Could you output the lines of the data below as a JSON list of strings, one string per line with blank lines skipped, running from the line that contains "Every <instance> must" through the line that contains "box: [189, 222, 204, 237]", both included, and nothing beyond them?
### Material for this task ###
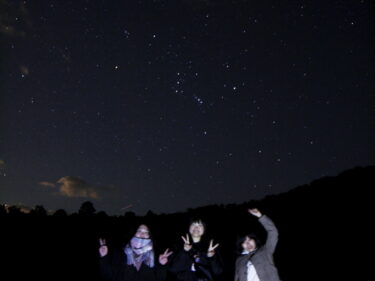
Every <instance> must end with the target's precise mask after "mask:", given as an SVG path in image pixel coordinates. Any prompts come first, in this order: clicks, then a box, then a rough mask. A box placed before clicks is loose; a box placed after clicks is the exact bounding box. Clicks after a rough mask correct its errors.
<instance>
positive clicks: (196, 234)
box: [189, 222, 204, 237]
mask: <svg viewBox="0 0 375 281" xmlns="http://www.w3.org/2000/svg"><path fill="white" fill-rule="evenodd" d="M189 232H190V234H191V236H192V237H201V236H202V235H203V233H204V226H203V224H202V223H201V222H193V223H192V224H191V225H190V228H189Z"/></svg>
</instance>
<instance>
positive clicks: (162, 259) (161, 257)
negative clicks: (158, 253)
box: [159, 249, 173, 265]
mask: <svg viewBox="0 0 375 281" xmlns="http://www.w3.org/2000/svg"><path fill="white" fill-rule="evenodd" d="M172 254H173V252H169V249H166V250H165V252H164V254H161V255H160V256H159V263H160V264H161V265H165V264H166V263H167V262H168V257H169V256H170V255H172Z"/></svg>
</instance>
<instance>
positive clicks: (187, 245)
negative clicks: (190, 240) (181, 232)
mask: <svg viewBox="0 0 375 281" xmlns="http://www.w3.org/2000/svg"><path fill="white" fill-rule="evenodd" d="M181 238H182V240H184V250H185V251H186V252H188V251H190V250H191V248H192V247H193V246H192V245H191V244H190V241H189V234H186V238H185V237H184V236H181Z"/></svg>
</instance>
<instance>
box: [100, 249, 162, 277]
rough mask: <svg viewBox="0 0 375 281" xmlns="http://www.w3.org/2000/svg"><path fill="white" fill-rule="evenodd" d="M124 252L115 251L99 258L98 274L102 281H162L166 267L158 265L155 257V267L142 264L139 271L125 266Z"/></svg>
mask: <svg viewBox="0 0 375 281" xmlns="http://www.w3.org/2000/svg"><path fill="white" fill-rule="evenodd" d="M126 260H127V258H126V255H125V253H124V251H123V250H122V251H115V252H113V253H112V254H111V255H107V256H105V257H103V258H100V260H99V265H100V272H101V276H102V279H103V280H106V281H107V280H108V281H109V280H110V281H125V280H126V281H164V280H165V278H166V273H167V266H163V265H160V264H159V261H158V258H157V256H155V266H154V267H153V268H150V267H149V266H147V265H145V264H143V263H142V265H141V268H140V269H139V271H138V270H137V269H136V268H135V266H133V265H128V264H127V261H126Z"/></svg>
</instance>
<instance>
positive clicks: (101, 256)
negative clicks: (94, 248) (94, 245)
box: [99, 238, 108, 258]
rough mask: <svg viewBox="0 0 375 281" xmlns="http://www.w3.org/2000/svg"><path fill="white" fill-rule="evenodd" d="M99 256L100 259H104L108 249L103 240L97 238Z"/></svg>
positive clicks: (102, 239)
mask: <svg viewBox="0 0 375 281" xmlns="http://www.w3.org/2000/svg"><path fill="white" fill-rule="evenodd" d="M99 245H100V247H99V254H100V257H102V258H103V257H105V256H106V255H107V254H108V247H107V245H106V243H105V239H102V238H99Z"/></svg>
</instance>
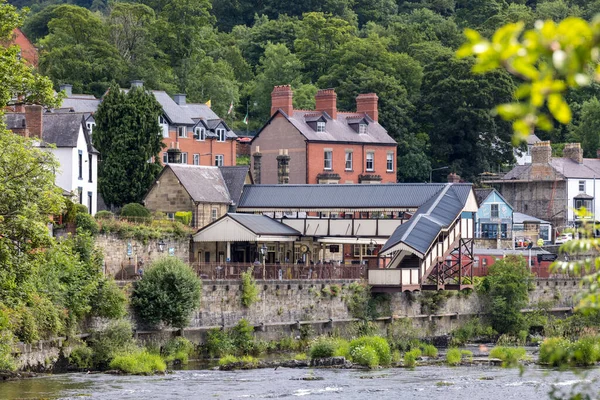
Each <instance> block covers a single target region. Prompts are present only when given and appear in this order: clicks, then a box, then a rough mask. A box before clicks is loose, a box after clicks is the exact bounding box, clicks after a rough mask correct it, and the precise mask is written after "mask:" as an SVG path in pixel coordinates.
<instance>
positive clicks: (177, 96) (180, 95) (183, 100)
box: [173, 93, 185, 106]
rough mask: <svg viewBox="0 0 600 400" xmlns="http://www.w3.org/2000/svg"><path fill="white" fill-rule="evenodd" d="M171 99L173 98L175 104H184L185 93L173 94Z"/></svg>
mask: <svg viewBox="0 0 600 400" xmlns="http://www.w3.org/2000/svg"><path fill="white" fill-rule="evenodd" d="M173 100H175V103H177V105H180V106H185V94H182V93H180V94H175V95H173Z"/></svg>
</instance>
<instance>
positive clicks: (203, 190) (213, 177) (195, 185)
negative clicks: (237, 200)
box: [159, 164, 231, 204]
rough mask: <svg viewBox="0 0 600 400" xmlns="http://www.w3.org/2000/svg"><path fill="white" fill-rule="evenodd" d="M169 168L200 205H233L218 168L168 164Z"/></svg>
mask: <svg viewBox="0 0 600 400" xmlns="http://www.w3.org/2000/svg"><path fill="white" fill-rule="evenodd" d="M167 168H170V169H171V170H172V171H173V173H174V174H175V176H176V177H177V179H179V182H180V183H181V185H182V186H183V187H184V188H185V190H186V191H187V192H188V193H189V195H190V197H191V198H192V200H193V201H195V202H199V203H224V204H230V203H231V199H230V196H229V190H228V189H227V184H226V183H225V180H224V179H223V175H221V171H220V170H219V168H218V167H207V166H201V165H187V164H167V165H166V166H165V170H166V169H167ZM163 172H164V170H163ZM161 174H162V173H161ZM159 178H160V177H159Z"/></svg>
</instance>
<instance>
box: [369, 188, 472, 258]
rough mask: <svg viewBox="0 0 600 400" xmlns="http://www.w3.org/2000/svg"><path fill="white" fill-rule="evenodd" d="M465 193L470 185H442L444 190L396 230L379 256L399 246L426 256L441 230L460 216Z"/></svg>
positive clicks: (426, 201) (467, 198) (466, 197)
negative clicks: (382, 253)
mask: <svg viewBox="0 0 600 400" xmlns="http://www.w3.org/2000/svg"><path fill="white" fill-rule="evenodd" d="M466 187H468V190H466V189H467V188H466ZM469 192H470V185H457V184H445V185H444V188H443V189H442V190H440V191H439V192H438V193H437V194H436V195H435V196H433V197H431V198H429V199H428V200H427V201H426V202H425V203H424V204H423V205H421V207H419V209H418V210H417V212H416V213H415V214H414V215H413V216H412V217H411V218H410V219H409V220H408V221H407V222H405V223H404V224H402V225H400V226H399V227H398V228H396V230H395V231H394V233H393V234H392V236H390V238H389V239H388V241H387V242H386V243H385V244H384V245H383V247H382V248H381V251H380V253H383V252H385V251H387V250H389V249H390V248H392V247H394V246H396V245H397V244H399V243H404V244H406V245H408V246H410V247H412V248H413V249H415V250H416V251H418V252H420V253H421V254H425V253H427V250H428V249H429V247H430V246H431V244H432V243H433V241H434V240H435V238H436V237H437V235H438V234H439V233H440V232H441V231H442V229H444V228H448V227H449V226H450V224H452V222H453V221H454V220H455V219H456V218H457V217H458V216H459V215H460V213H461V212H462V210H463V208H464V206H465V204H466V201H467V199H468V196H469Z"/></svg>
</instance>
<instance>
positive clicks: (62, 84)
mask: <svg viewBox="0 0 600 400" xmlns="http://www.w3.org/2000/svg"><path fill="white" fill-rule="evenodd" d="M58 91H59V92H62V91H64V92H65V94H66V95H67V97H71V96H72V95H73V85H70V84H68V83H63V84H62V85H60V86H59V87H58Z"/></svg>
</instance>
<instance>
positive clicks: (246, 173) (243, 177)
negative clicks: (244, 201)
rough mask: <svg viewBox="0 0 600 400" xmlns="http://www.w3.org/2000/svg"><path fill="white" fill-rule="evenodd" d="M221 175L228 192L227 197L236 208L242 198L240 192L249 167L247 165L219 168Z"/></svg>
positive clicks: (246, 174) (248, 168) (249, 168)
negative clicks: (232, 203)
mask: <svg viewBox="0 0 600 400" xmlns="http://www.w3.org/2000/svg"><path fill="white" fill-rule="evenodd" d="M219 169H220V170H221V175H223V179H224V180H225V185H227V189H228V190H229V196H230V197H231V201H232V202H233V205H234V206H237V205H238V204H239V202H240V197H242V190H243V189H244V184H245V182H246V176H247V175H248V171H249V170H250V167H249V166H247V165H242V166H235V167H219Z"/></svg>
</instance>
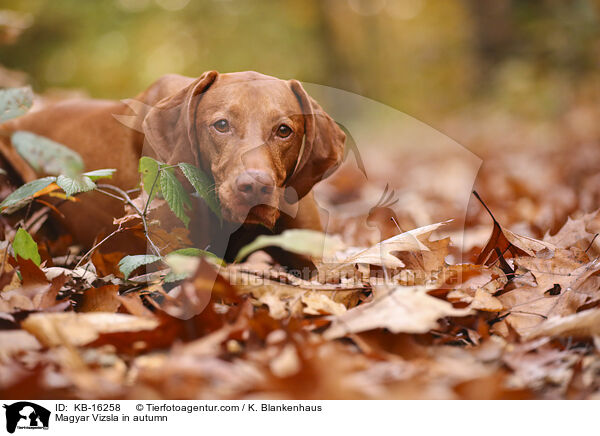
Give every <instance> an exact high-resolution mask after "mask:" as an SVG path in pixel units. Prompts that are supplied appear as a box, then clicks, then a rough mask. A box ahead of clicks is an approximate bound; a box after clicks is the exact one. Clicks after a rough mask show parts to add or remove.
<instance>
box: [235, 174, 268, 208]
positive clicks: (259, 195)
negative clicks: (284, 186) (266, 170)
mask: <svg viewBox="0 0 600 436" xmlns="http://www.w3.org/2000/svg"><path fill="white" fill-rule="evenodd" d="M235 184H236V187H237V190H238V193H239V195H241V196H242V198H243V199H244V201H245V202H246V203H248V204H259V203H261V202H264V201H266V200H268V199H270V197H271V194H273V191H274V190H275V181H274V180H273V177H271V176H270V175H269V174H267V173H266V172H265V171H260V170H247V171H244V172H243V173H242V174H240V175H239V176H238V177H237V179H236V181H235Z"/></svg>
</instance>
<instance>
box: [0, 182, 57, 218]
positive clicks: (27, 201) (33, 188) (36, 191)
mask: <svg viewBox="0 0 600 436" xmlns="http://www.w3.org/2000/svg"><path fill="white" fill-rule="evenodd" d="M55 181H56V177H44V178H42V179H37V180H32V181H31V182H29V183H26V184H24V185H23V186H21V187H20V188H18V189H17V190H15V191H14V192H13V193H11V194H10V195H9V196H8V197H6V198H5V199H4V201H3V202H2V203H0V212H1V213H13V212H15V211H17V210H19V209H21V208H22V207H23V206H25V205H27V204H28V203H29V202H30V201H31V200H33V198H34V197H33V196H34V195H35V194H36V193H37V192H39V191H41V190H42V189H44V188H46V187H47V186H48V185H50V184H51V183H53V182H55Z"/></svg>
###
### Material for this task ###
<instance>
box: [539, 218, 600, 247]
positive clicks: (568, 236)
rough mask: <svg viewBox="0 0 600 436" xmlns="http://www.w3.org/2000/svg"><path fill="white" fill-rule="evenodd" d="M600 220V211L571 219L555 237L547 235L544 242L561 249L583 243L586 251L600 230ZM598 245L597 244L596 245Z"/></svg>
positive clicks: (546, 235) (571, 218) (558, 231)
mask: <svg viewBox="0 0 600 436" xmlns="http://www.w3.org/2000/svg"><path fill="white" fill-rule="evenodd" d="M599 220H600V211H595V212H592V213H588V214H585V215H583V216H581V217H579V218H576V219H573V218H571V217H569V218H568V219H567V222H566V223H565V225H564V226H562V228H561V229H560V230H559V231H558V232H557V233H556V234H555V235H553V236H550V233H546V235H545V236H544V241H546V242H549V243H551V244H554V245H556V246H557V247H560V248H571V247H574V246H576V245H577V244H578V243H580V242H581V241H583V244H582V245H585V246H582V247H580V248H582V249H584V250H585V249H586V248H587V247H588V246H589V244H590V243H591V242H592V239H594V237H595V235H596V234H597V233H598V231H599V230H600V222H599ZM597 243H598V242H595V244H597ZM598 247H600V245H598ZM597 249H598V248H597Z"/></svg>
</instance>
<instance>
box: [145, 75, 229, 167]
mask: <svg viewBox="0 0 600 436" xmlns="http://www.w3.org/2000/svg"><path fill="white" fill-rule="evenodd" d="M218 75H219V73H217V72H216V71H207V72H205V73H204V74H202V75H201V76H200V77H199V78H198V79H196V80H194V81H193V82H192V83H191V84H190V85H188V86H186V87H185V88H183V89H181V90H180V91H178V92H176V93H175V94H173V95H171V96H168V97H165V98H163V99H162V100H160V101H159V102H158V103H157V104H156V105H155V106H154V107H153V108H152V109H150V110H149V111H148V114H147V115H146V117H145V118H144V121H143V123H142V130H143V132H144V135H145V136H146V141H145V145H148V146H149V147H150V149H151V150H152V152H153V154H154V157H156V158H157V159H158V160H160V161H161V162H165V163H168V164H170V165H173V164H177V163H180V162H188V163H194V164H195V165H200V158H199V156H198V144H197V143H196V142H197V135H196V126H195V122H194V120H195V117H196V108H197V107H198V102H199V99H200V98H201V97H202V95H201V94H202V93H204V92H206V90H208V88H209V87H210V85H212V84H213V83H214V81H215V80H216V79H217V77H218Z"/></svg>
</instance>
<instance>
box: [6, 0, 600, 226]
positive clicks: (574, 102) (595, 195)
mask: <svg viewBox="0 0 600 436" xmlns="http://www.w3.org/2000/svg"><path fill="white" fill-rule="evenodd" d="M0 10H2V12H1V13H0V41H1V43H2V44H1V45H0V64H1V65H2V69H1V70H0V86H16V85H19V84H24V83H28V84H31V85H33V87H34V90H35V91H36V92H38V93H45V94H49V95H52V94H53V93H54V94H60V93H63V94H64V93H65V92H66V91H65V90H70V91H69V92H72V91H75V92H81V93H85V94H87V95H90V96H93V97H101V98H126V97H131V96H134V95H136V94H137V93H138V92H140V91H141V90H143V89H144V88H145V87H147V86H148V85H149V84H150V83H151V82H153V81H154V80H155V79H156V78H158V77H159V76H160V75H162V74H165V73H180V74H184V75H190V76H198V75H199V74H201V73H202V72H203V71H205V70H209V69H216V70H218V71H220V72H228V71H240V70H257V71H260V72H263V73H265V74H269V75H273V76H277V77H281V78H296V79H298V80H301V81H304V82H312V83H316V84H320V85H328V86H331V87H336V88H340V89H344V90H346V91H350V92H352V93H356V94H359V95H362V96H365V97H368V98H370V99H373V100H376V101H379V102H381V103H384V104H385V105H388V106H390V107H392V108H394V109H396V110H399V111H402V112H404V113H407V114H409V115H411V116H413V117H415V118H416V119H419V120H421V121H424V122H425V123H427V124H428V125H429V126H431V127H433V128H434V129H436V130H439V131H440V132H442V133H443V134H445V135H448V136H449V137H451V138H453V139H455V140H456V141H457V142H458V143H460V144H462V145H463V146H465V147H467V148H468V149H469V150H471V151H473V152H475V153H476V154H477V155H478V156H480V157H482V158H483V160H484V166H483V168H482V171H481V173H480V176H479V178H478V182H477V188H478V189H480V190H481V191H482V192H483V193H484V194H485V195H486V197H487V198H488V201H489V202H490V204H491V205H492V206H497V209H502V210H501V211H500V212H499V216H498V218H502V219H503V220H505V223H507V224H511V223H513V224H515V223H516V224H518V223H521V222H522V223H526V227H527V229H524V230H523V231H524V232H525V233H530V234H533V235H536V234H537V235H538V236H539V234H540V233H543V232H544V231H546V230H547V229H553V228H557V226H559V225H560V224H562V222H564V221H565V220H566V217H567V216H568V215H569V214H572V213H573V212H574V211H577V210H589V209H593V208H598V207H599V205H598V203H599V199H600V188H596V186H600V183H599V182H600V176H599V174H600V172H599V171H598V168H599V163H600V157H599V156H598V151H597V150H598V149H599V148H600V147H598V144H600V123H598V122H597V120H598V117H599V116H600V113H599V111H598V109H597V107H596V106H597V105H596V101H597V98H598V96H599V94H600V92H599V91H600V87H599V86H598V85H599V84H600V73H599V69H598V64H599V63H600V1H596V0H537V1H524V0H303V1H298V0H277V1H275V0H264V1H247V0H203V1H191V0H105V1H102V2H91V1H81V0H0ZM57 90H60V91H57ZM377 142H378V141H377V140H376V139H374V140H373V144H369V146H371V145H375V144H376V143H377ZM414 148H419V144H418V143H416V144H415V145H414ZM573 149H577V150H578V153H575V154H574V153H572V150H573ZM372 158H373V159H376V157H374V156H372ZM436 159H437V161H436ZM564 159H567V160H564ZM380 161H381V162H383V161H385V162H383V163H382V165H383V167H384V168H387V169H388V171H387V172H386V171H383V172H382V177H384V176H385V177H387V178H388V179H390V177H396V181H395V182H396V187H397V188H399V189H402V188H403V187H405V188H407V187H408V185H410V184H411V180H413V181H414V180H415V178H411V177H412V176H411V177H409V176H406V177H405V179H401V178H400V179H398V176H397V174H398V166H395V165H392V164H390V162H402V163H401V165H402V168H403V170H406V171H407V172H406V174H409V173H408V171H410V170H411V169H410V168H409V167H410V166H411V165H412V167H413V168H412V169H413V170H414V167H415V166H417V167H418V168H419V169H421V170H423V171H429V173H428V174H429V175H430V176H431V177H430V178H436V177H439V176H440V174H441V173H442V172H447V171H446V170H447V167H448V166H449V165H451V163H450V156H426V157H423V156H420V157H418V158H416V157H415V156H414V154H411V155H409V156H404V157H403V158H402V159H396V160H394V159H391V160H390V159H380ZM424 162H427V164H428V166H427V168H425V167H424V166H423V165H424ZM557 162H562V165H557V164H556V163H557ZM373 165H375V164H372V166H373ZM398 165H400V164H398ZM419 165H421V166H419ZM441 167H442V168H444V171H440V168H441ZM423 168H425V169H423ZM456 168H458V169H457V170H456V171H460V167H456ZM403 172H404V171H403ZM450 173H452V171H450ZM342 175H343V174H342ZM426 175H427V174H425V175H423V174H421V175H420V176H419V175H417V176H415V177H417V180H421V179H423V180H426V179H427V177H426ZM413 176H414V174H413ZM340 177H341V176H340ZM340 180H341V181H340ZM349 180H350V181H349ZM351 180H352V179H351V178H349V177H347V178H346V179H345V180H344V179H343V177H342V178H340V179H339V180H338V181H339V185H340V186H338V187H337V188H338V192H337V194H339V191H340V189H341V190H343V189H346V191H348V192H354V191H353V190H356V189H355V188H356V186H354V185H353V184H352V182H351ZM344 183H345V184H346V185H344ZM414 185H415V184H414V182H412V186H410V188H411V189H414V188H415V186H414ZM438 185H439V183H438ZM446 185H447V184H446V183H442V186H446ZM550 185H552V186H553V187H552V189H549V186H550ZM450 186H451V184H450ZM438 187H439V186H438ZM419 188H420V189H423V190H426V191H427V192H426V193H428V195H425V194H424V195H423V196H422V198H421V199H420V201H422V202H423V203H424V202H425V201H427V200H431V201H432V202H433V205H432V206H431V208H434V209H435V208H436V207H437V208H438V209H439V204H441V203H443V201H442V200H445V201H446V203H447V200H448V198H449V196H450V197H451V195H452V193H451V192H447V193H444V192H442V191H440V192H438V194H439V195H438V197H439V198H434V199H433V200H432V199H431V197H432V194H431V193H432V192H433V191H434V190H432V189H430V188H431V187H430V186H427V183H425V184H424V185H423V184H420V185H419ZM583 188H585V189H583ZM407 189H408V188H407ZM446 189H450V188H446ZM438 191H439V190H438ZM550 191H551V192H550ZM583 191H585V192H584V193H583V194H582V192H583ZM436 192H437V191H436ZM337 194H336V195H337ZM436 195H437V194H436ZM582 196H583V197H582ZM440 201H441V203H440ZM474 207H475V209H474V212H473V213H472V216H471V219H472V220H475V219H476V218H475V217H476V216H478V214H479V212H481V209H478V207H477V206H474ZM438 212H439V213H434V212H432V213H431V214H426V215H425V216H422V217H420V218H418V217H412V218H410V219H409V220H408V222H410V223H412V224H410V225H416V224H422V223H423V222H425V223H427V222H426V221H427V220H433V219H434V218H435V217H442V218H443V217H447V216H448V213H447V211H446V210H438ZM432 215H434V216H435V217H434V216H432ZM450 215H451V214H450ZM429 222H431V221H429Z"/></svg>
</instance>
###
= Answer to the problem =
[
  "Every <instance> must end with the target's precise mask after \"mask:\", given as an SVG path in image pixel coordinates. Any prompts come first, in this order: clicks, then a box, then a rough mask. A box placed before clicks is loose; a box placed after clicks is the exact bounding box. Clicks after a rough mask correct its errors.",
  "<instance>",
  "positive clicks: (196, 234)",
  "box: [189, 222, 204, 237]"
]